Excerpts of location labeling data
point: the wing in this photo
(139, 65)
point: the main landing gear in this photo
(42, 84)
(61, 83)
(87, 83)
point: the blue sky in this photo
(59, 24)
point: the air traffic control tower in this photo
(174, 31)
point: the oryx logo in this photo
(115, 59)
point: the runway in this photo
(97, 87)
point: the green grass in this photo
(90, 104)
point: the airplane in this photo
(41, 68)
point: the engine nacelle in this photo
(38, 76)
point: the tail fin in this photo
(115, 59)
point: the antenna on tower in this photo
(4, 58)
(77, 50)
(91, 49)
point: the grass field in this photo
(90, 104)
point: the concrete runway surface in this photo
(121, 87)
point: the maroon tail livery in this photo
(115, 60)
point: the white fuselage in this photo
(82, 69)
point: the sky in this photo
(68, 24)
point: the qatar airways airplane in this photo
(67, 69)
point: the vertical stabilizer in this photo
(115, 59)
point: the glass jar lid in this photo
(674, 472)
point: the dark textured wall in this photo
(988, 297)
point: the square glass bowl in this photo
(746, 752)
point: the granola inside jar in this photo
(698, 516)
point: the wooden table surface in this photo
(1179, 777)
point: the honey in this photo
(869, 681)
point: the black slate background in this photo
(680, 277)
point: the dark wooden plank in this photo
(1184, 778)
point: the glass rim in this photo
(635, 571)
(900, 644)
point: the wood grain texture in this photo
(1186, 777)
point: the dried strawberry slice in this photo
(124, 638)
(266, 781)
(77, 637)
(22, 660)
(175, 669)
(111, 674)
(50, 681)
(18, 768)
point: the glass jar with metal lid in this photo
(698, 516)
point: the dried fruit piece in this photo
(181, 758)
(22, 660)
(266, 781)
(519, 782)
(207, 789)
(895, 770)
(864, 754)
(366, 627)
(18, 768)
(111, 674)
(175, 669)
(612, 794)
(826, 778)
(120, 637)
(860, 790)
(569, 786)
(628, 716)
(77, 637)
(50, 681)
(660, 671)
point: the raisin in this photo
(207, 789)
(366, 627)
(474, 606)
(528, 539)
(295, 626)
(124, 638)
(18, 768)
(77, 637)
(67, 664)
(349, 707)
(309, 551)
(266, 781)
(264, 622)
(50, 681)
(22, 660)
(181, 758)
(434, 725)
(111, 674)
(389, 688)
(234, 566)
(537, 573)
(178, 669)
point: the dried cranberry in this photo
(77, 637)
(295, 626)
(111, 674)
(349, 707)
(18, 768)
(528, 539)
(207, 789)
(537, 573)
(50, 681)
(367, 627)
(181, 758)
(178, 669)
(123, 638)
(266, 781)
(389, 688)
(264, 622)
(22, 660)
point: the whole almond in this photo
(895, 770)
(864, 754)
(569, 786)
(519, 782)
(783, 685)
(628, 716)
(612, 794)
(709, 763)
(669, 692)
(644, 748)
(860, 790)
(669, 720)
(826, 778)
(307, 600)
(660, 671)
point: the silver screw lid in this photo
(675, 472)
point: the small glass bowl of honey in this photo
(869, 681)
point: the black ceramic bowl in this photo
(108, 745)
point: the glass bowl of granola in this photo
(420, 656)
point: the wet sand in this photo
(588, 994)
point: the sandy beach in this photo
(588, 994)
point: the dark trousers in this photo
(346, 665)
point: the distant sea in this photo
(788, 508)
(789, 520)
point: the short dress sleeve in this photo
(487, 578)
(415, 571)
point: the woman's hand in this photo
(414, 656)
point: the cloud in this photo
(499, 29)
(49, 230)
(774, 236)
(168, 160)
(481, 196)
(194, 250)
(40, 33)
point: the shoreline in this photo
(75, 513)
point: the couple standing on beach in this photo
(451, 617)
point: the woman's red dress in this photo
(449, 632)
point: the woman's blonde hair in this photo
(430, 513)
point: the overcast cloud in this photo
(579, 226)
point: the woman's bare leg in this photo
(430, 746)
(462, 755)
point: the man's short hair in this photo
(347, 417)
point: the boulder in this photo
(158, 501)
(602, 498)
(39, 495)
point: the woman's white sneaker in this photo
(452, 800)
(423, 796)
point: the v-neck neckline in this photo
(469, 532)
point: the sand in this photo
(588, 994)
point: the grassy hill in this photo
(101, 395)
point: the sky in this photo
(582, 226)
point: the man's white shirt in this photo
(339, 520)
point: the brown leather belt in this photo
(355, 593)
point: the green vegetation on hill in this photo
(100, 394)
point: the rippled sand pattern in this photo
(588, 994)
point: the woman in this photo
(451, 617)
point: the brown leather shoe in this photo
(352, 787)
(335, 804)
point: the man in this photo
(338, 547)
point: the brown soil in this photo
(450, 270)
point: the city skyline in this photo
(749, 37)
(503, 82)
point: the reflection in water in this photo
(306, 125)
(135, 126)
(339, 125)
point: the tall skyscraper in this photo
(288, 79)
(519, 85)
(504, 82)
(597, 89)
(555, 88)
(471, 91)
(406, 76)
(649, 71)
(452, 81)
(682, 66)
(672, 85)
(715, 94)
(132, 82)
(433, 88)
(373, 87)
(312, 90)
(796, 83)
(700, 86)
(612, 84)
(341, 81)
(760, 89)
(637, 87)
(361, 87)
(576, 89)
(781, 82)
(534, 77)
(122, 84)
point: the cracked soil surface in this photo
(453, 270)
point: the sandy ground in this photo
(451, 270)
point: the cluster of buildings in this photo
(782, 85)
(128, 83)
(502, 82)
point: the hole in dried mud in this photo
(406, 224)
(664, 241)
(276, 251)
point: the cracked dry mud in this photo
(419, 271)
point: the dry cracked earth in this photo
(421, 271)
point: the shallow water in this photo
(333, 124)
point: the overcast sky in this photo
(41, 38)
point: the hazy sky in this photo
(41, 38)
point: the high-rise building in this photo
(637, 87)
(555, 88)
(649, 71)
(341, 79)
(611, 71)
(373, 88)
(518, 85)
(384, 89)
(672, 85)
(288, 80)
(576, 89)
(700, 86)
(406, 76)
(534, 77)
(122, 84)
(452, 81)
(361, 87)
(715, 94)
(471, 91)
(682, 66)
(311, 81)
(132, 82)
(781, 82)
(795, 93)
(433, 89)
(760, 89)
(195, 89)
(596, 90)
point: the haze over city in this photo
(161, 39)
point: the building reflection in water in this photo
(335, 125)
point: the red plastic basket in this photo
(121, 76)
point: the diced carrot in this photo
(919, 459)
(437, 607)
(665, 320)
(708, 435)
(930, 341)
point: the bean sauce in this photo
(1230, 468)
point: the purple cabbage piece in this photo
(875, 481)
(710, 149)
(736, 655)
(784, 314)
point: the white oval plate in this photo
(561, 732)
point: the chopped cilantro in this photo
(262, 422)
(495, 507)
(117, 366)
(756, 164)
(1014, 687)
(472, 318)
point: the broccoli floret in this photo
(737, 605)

Directions: Output the rows as a JSON list of strings with one string per line and no blank lines.

Expected output:
[
  "point: the wing in this photo",
  "(139, 65)",
  "point: the main landing gear in this photo",
  "(42, 84)",
  "(61, 83)",
  "(87, 83)",
  "point: the blue sky in this photo",
  "(59, 24)",
  "point: the air traffic control tower in this photo",
  "(174, 31)",
  "point: the oryx logo in this photo",
  "(115, 59)",
  "point: the runway in this photo",
  "(97, 87)",
  "point: the green grass in this photo",
  "(90, 104)",
  "point: the airplane in this photo",
  "(41, 68)",
  "point: the engine nacelle in this photo",
  "(38, 76)",
  "point: the tail fin in this photo",
  "(115, 59)",
  "point: the antenna on tower in this photo",
  "(4, 58)",
  "(77, 50)",
  "(91, 49)",
  "point: the grass field in this photo",
  "(90, 104)",
  "point: the concrete runway surface in this photo",
  "(121, 87)",
  "point: the maroon tail livery in this photo",
  "(115, 60)",
  "point: the white fuselage in this photo",
  "(82, 69)",
  "point: the sky in this photo",
  "(68, 24)",
  "point: the qatar airways airplane in this photo",
  "(67, 69)",
  "point: the vertical stabilizer in this photo",
  "(115, 59)",
  "point: the glass jar lid in this photo",
  "(674, 472)",
  "point: the dark textured wall in this photo",
  "(988, 297)",
  "point: the square glass bowl in this photo",
  "(746, 752)",
  "point: the granola inside jar in this photo",
  "(698, 516)",
  "point: the wooden table surface in this photo",
  "(1179, 777)",
  "point: the honey in this photo",
  "(869, 681)",
  "point: the black slate background in this photo",
  "(680, 277)",
  "point: the dark wooden plank in this photo",
  "(1184, 778)",
  "point: the glass rim in this photo",
  "(635, 571)",
  "(900, 644)",
  "point: the wood grain texture in this photo",
  "(1186, 777)",
  "point: the dried strawberry slice in this photo",
  "(124, 638)",
  "(266, 781)",
  "(77, 637)",
  "(22, 660)",
  "(175, 669)",
  "(111, 674)",
  "(50, 681)",
  "(18, 768)",
  "point: the glass jar with metal lid in this photo",
  "(698, 516)",
  "point: the dried fruit piece in this photo",
  "(181, 758)",
  "(22, 660)",
  "(266, 781)",
  "(519, 782)",
  "(207, 789)",
  "(895, 770)",
  "(864, 754)",
  "(366, 627)",
  "(18, 768)",
  "(111, 674)",
  "(175, 669)",
  "(612, 794)",
  "(826, 778)",
  "(120, 637)",
  "(860, 790)",
  "(569, 786)",
  "(628, 716)",
  "(77, 637)",
  "(50, 681)",
  "(660, 671)",
  "point: the raisin in this photo",
  "(207, 789)",
  "(366, 627)",
  "(474, 606)",
  "(528, 539)",
  "(295, 626)",
  "(124, 638)",
  "(18, 768)",
  "(77, 637)",
  "(67, 664)",
  "(349, 707)",
  "(309, 551)",
  "(266, 781)",
  "(264, 622)",
  "(50, 681)",
  "(22, 660)",
  "(181, 758)",
  "(434, 725)",
  "(111, 674)",
  "(389, 688)",
  "(234, 566)",
  "(537, 573)",
  "(178, 669)",
  "point: the dried cranberry in this photo",
  "(77, 637)",
  "(295, 626)",
  "(111, 674)",
  "(349, 707)",
  "(18, 768)",
  "(528, 539)",
  "(207, 789)",
  "(537, 573)",
  "(50, 681)",
  "(367, 627)",
  "(181, 758)",
  "(178, 669)",
  "(123, 638)",
  "(266, 781)",
  "(389, 688)",
  "(264, 622)",
  "(22, 660)",
  "point: the whole almond in this photo",
  "(895, 770)",
  "(864, 754)",
  "(569, 786)",
  "(519, 782)",
  "(783, 685)",
  "(628, 716)",
  "(612, 794)",
  "(709, 763)",
  "(669, 692)",
  "(644, 748)",
  "(860, 790)",
  "(669, 720)",
  "(826, 778)",
  "(307, 600)",
  "(660, 671)",
  "point: the silver screw lid in this photo",
  "(675, 472)",
  "point: the small glass bowl of honey in this photo",
  "(869, 681)",
  "point: the black ceramic bowl in this photo",
  "(108, 745)",
  "point: the glass bowl of granola in this photo",
  "(420, 656)",
  "point: the wet sand in this photo",
  "(588, 994)",
  "point: the sandy beach in this photo",
  "(588, 994)",
  "point: the dark trousers in this photo",
  "(346, 665)",
  "point: the distant sea in this photo",
  "(788, 508)",
  "(789, 520)",
  "point: the short dress sleeve in this photo",
  "(487, 578)",
  "(415, 571)",
  "point: the woman's hand in this photo",
  "(414, 656)",
  "point: the cloud in this photo",
  "(499, 29)",
  "(49, 230)",
  "(774, 236)",
  "(168, 160)",
  "(481, 196)",
  "(194, 250)",
  "(40, 33)",
  "point: the shoreline in this photo",
  "(75, 513)",
  "point: the couple standing on beach in this photo",
  "(451, 617)",
  "point: the woman's red dress in this photo",
  "(449, 632)",
  "point: the woman's blonde hair in this photo",
  "(430, 513)",
  "point: the overcast cloud in this photo",
  "(579, 226)",
  "point: the woman's bare leg in this photo",
  "(430, 746)",
  "(462, 755)",
  "point: the man's short hair in this photo",
  "(347, 417)",
  "point: the boulder in this photo",
  "(158, 501)",
  "(602, 498)",
  "(39, 495)",
  "point: the woman's white sneaker in this photo",
  "(452, 800)",
  "(423, 796)",
  "point: the v-neck neckline in this photo",
  "(469, 532)",
  "point: the sand in this photo",
  "(588, 994)",
  "point: the grassy hill in this photo",
  "(101, 395)",
  "point: the sky in this photo",
  "(582, 226)",
  "point: the man's white shirt in this photo",
  "(339, 520)",
  "point: the brown leather belt in this photo",
  "(355, 593)",
  "point: the green vegetation on hill in this photo",
  "(100, 394)",
  "point: the rippled sand pattern in this photo",
  "(588, 994)",
  "point: the woman in this photo",
  "(451, 617)",
  "point: the brown leather shoe in this photo",
  "(352, 787)",
  "(335, 804)",
  "point: the man in this photo",
  "(338, 547)",
  "point: the brown soil in this photo",
  "(450, 270)",
  "point: the city skyline in this photo",
  "(749, 37)",
  "(503, 82)",
  "point: the reflection in water in this photo",
  "(306, 125)",
  "(135, 126)",
  "(339, 125)",
  "point: the tall skyscraper in this photo",
  "(288, 79)",
  "(519, 85)",
  "(504, 82)",
  "(597, 89)",
  "(555, 88)",
  "(471, 91)",
  "(406, 76)",
  "(649, 71)",
  "(452, 81)",
  "(682, 66)",
  "(672, 85)",
  "(715, 94)",
  "(132, 82)",
  "(433, 88)",
  "(373, 87)",
  "(312, 90)",
  "(796, 83)",
  "(700, 86)",
  "(612, 84)",
  "(341, 81)",
  "(760, 89)",
  "(637, 87)",
  "(361, 87)",
  "(576, 89)",
  "(781, 82)",
  "(534, 77)",
  "(122, 84)",
  "point: the cracked soil surface in this photo",
  "(453, 270)",
  "point: the sandy ground in this photo",
  "(451, 270)",
  "point: the cluster of buildings in this photo",
  "(782, 85)",
  "(128, 83)",
  "(502, 82)",
  "point: the hole in dried mud in this photo",
  "(406, 224)",
  "(664, 241)",
  "(276, 251)",
  "point: the cracked dry mud in this photo",
  "(419, 271)",
  "point: the dry cracked earth in this photo",
  "(421, 271)",
  "point: the shallow water in this photo",
  "(333, 124)",
  "point: the overcast sky in this photo",
  "(41, 38)",
  "point: the hazy sky in this photo",
  "(41, 38)",
  "point: the high-rise building in this photo",
  "(637, 87)",
  "(555, 88)",
  "(649, 71)",
  "(341, 79)",
  "(611, 71)",
  "(373, 88)",
  "(518, 85)",
  "(384, 89)",
  "(672, 85)",
  "(288, 80)",
  "(576, 89)",
  "(700, 86)",
  "(406, 76)",
  "(534, 77)",
  "(122, 84)",
  "(452, 81)",
  "(361, 87)",
  "(715, 94)",
  "(471, 91)",
  "(682, 66)",
  "(311, 81)",
  "(132, 82)",
  "(781, 82)",
  "(795, 93)",
  "(433, 89)",
  "(760, 89)",
  "(195, 89)",
  "(596, 90)",
  "point: the haze over city in this photo",
  "(161, 39)",
  "point: the building reflection in water in this photo",
  "(335, 125)",
  "point: the red plastic basket in this photo",
  "(121, 76)",
  "point: the diced carrot in this photo",
  "(919, 459)",
  "(437, 607)",
  "(665, 320)",
  "(708, 435)",
  "(930, 341)",
  "point: the bean sauce in this photo",
  "(1230, 468)",
  "point: the purple cabbage piece in this photo",
  "(875, 481)",
  "(710, 149)",
  "(736, 655)",
  "(784, 314)",
  "point: the white oval plate in this photo",
  "(561, 732)",
  "point: the chopped cilantro in this photo",
  "(262, 422)",
  "(495, 507)",
  "(117, 366)",
  "(756, 164)",
  "(1014, 687)",
  "(472, 318)",
  "point: the broccoli floret in this photo",
  "(737, 605)"
]